- Directions
Extract the portion of the message about prioritizing local traffic that lies between "For servers running" and "circuit versions 2.", inclusive, copying it word for word.

- Quoted passage
Proposal: Prioritizing local traffic over relayed traffic

Roger Dingledine arma at
Fri Mar 16 03:43:34 UTC 2007

On Wed, Mar 14, 2007 at 06:22:37PM -0400, Roger Dingledine wrote:
>   Option 2: build separate TCP connections for local traffic and for
>   relayed traffic. In practice this will actually only require a few
>   extra TCP connections: we would only need redundant TCP connections
>   to at most the number of entry guards in use.
>   However, this approach has some drawbacks. First, if the remote side
>   wants to extend a circuit to you, how does it know which TCP connection
>   to send it on? We would need some extra scheme to label some connections
>   "client-only" during construction. Perhaps we could do this by seeing
>   whether any circuit was made via CREATE_FAST; but this still opens
>   up a race condition where the other side sends a create request
>   immediately. The only ways I can imagine to avoid the race entirely
>   are to specify our preference in the VERSIONS cell, or to add some
>   sort of "nope, not this connection, why don't you try another rather
>   than failing" response to create cells, or to forbid create cells on
>   connections that you didn't initiate and on which you haven't seen
>   any circuit creation requests yet -- this last one would lead to a bit
>   more connection bloat but doesn't seem so bad. And we already accept
>   this race for the case where directory authorities establish new TCP
>   connections periodically to check reachability, and then hope to hang
>   up on them soon after. (In any case this issue is moot for bridges,
>   since each destination will be one-way with respect to extend requests:
>   either receiving extend requests from bridge users or sending extend
>   requests to the Tor server, never both.)

A cleaner way to solve this issue would be to not provide your identity
key during the TLS handshake for the "local traffic" connections. Then
there's no worry that the remote side will try to send create cells over
it -- he doesn't even know for sure that it's you.

For servers running or later, we can implement this by just
not sending any certificates. We could leave it at that, and this feature
would slowly become more effective as the network upgrades. Alas, that
approach conflicts with proposal 105, since not sending any certs will
be equivalent to claiming to support link and circuit versions 2.

Another option so we don't have to wait for proposal 105 would be to
maintain two TLS contexts, and use one or the other depending. This
is a bit of a hassle since src/common/tortls.c keeps all its state
internally. But we could add arguments to those functions (specifically,
tor_tls_context_new and tor_tls_new, and that's it) to say "now I'm
talking about the client context" or "now I'm talking about the server
context", and it can keep two internally. That seems pretty easy actually.

> [Not writing the rest of the proposal until we sort out which option
> we'll take.]

Just to make things more complex... where do directory fetches fit into
this? If you're fetching a hidden service descriptor, you want it to
count as local traffic, but that's already solved because you do it
using your local Tor connections. If you're fetching the v1 directory
so you can cache it for somebody else, or indeed serving any dir info,
that's relayed traffic. What about fetching v2 dir info? If you make
an encrypted dir connection so you can use begin_dir, do you need to
make a separate "local traffic" connection?

The easy answer is to put all directory activity into the "relayed
traffic" category. But what if we're acting as a bridge and limiting
relayed traffic to 10KB/s? It will take a long time to pull down directory
info, making *your* Tor activity suffer; plus your bridge users will be
sad while you're doing it.

The better option is to consider all locally initiated directory
connections to be local traffic. If the user wants to enforce rate
limiting even for these connections, then he can put a limit on the
"local traffic" bucket. This may cause more duplicate TCP connections at
first, if we're doing encrypted begin_dir's to arbitrary servers; but
when we get around to implementing directory guards that concern will
become mostly moot. If necessary, down the road we can add a third rate
limiting bucket, specifically for locally initiated directory connections
-- but let's not tackle that until it becomes clear that we need to.

- Extracted information
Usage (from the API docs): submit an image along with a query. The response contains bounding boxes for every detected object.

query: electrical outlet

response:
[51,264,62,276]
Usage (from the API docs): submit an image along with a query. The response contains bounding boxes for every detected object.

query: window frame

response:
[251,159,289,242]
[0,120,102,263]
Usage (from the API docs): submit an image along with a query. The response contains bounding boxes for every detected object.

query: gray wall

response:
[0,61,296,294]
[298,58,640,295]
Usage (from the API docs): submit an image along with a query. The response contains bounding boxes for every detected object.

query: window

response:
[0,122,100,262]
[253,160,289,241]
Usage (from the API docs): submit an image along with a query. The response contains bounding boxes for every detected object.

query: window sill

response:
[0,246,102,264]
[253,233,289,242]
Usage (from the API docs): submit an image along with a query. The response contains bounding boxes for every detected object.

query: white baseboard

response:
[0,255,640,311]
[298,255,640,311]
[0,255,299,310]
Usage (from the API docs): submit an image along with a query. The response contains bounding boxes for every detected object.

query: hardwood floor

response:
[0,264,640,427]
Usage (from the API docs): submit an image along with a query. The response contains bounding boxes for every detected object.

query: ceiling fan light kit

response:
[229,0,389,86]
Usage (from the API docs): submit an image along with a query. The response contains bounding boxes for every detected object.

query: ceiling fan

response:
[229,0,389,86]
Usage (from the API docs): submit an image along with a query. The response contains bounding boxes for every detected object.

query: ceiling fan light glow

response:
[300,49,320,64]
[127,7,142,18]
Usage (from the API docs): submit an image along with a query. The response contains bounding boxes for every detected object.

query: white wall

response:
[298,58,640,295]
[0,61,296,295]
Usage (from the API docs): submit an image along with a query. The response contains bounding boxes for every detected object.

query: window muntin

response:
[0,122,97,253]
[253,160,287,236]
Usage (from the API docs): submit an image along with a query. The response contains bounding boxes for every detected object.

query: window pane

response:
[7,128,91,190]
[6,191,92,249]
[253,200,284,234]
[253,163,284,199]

- Output below
For servers running or later, we can implement this by just
not sending any certificates. We could leave it at that, and this feature
would slowly become more effective as the network upgrades. Alas, that
approach conflicts with proposal 105, since not sending any certs will
be equivalent to claiming to support link and circuit versions 2.